What is required: Could you return each line below without altering a word?

Exercise input:
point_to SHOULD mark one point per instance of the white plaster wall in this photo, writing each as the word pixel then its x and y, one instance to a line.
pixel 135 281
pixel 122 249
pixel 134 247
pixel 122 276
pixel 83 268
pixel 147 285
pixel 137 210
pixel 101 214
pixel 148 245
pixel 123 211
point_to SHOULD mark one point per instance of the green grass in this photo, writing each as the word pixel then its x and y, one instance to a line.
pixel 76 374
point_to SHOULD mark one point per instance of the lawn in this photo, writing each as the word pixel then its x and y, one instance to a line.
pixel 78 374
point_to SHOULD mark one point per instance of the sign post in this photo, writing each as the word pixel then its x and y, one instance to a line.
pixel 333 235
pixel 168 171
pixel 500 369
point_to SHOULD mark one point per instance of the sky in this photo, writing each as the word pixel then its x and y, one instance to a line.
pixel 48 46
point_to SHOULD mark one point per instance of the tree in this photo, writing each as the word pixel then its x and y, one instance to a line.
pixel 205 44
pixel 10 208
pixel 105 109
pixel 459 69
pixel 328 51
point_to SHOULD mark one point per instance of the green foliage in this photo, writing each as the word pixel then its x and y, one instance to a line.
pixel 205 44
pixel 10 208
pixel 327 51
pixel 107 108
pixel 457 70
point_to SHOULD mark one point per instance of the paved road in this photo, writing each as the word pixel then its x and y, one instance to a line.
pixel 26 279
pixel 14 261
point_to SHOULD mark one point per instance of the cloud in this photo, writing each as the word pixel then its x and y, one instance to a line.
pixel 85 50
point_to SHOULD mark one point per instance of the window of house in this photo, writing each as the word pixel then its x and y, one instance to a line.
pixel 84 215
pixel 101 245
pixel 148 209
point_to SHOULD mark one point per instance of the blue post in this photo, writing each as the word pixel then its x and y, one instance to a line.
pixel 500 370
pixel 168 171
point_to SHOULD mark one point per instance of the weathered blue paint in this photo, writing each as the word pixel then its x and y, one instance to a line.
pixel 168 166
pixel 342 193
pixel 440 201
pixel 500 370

Solution for this exercise:
point_to SHOULD mark one point per instance of the white plaster wall in this photo, writing each as the word pixel then its x and y, one instance to a line.
pixel 135 281
pixel 122 249
pixel 134 247
pixel 122 276
pixel 83 268
pixel 147 285
pixel 137 210
pixel 101 214
pixel 148 245
pixel 123 211
point_to SHOULD mark one point per instance of the green grass in this photo, writing each as the word pixel then its x and y, one instance to a line.
pixel 76 374
point_to SHOULD mark one point per instance of the lawn in this photo, writing each as the word pixel then its x and y, one instance to a line.
pixel 78 374
point_to SHOULD mark one point per instance of the sign post in this photo, writing each as the word pixel then its x and y, one instance to a line.
pixel 333 235
pixel 168 171
pixel 500 369
point_to SHOULD mark one point per instance of the sky in this photo, writing each as the word pixel then its x and y, one instance to a line.
pixel 48 46
point_to SHOULD mark one point per instance of the tree in this photo, writing each as the word pixel then its x and y, one instance to a line.
pixel 205 44
pixel 10 208
pixel 105 109
pixel 459 69
pixel 328 51
point_to SHOULD mark one point per instance of the green foliage in this photo, writing each as the word pixel then its x and y, one instance to a line.
pixel 205 44
pixel 10 208
pixel 327 51
pixel 107 108
pixel 457 70
point_to SHOULD mark one point per instance of the paved road in this photo, writing each as the word pixel then its x and y, one instance to a line.
pixel 26 279
pixel 14 261
point_to SHOULD mark one point per instance of the cloud in this photo, writing each as the word pixel then its x and y, one instance to a line.
pixel 85 50
point_to SHOULD mark one point per instance of the window of house in this photo, writing each as the word pixel then its x and y, one instance to a line.
pixel 84 215
pixel 101 245
pixel 148 209
point_to SHOULD mark one point per instance of the blue post in this photo, writing each as the word pixel then its x and y, one instance to a line.
pixel 500 370
pixel 168 171
point_to SHOULD mark one point per instance of the weathered blue paint in this photo, writing each as the word pixel then its x and y, one instance to a line.
pixel 168 166
pixel 342 193
pixel 440 201
pixel 500 370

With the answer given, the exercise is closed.